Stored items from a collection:
· · · ·

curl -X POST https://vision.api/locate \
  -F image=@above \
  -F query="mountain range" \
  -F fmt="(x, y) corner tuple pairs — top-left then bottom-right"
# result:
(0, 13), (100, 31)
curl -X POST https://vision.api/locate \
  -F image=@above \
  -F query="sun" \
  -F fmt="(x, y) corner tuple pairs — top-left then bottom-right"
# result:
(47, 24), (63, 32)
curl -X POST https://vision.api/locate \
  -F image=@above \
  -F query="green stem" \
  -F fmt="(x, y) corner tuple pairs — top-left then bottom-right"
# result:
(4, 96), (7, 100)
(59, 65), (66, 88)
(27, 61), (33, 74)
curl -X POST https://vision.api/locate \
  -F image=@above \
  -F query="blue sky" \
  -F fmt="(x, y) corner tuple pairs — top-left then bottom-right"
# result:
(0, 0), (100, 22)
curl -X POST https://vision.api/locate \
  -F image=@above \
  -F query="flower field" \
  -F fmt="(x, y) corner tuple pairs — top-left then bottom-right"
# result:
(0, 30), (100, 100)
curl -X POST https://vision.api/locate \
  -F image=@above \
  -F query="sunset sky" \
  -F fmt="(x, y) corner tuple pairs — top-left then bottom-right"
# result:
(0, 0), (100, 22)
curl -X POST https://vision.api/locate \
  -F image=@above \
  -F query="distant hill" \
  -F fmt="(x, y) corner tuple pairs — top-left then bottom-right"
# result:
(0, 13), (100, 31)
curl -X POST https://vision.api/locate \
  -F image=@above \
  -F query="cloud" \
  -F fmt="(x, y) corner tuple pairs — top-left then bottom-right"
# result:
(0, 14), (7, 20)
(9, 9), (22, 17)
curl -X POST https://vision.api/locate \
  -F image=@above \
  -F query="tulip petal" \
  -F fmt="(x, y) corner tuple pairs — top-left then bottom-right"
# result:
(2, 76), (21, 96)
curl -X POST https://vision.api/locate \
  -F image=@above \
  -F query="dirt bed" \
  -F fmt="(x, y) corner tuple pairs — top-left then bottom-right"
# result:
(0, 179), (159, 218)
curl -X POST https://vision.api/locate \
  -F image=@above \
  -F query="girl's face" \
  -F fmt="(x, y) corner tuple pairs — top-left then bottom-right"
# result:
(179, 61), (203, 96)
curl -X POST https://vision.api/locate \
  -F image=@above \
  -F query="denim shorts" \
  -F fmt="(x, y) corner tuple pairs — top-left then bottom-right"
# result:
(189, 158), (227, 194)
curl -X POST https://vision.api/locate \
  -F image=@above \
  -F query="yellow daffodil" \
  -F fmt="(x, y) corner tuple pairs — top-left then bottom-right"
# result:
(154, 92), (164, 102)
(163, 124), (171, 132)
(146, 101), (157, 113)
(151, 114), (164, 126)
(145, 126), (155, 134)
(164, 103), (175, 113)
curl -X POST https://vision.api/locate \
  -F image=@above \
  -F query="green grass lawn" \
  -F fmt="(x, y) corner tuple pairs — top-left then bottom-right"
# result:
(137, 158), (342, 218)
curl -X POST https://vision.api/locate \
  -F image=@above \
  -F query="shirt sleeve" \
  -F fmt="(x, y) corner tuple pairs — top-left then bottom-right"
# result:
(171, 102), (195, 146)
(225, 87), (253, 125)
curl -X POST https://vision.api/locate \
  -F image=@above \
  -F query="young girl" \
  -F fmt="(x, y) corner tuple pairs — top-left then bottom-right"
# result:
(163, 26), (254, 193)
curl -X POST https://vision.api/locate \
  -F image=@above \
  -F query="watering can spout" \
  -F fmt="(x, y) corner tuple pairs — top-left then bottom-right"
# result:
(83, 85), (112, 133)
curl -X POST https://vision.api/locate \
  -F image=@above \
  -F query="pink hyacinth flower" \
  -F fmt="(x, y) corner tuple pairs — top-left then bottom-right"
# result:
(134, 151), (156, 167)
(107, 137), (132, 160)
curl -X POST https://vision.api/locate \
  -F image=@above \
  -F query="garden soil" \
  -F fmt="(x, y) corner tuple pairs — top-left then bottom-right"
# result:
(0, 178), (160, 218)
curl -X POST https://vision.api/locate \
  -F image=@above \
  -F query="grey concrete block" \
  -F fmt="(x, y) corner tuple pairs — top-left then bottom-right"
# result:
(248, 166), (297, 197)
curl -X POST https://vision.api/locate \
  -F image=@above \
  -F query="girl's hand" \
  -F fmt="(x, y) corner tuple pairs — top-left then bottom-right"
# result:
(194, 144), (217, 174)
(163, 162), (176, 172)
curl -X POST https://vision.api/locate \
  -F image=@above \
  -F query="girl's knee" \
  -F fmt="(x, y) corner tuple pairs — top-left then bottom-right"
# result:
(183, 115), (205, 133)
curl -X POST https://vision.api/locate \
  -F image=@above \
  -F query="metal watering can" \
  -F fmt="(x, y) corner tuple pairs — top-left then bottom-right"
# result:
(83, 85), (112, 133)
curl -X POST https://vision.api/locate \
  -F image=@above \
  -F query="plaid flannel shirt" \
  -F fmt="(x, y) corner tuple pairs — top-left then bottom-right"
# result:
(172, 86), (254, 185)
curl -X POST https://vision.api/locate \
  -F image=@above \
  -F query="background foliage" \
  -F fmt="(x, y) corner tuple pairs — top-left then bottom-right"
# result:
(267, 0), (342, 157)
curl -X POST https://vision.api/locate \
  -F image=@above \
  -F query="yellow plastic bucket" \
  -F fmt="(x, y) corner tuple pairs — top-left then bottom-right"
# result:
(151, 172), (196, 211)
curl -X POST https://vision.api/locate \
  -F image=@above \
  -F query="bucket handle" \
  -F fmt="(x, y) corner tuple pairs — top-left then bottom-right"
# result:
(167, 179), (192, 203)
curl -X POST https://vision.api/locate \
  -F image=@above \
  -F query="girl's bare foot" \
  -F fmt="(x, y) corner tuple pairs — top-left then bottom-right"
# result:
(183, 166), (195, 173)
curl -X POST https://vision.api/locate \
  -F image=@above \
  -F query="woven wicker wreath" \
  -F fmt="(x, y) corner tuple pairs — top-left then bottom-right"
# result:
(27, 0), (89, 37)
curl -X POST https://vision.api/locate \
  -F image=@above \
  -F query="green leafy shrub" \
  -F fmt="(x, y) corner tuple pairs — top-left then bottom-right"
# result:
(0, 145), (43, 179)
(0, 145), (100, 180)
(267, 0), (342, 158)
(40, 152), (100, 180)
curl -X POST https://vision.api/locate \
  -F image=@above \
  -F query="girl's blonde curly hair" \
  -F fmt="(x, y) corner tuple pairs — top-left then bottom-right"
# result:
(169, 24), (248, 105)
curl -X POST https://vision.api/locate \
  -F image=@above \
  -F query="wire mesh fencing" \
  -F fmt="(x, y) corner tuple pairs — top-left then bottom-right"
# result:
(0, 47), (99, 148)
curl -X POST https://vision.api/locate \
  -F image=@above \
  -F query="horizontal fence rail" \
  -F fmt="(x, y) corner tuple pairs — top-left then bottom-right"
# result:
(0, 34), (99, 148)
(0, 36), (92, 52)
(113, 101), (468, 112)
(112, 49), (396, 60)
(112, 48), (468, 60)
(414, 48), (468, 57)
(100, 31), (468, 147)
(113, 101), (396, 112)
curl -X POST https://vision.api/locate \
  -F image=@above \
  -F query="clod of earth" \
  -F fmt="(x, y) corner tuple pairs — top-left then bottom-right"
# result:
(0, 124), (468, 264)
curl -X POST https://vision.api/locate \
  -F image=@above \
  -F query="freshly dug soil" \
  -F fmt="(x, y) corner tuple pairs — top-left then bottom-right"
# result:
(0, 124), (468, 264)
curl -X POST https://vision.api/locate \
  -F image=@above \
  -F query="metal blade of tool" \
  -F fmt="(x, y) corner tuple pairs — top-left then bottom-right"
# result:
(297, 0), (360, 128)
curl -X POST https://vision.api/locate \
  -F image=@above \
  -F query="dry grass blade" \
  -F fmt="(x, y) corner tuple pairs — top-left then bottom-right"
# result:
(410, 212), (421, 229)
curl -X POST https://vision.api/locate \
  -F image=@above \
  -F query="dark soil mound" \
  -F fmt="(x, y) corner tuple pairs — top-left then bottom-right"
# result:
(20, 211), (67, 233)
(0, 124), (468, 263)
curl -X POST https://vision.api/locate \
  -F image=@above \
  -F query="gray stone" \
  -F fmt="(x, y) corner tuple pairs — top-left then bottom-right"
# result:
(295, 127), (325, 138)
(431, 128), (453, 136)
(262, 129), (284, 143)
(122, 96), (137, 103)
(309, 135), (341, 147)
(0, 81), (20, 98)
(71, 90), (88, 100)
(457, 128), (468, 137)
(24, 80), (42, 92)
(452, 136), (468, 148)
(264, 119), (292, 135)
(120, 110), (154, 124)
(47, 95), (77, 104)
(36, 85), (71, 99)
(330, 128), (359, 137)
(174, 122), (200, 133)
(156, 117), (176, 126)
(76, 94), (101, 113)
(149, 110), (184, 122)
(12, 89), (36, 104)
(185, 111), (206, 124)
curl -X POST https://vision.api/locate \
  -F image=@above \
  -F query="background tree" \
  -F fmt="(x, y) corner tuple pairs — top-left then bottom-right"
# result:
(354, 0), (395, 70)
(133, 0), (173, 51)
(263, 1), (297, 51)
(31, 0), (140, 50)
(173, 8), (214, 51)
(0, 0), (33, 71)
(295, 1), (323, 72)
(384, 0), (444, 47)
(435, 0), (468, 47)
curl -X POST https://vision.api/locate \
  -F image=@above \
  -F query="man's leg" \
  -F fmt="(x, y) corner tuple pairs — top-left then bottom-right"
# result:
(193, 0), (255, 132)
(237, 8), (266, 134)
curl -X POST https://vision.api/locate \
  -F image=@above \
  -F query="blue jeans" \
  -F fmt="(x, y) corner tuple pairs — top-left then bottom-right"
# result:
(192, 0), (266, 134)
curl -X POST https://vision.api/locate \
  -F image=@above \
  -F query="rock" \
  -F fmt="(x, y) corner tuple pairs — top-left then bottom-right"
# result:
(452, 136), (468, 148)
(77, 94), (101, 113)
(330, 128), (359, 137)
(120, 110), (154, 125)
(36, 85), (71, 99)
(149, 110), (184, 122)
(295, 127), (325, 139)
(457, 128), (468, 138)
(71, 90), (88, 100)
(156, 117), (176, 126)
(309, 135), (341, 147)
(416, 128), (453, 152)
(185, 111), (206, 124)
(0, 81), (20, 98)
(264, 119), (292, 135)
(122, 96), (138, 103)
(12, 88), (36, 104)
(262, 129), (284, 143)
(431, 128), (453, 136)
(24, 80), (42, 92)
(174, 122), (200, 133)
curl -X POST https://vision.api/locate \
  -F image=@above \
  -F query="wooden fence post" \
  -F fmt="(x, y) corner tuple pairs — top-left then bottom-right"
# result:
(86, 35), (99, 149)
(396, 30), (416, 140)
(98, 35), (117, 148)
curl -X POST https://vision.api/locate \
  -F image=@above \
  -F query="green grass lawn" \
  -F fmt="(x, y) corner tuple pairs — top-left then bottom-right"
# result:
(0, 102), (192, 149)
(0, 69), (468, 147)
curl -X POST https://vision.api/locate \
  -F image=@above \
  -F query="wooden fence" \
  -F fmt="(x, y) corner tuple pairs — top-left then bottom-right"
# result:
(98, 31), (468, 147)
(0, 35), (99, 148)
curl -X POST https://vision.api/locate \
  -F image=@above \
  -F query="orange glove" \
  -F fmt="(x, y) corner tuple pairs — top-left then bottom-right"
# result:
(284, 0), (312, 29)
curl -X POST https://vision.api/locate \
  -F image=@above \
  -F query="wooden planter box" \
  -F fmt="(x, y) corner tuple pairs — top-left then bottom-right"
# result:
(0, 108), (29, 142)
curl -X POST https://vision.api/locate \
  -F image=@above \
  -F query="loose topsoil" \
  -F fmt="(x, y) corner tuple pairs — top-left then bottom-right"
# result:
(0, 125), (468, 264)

· · · ·

▶ _Exercise objective_
Substitute "mountain ridge" for "mountain range" in the data from the first line up to and including the line with "(47, 24), (63, 32)". Return only those lines, otherwise unchanged.

▶ _Exercise output_
curl -X POST https://vision.api/locate \
  -F image=@above \
  -F query="mountain ridge" \
  -F fmt="(x, y) corner tuple pairs — top-left then bottom-right"
# result:
(0, 13), (100, 31)
curl -X POST https://vision.api/locate \
  -F image=@above \
  -F query="sun" \
  -F fmt="(x, y) corner tuple pairs — top-left then bottom-right"
# result:
(47, 24), (63, 32)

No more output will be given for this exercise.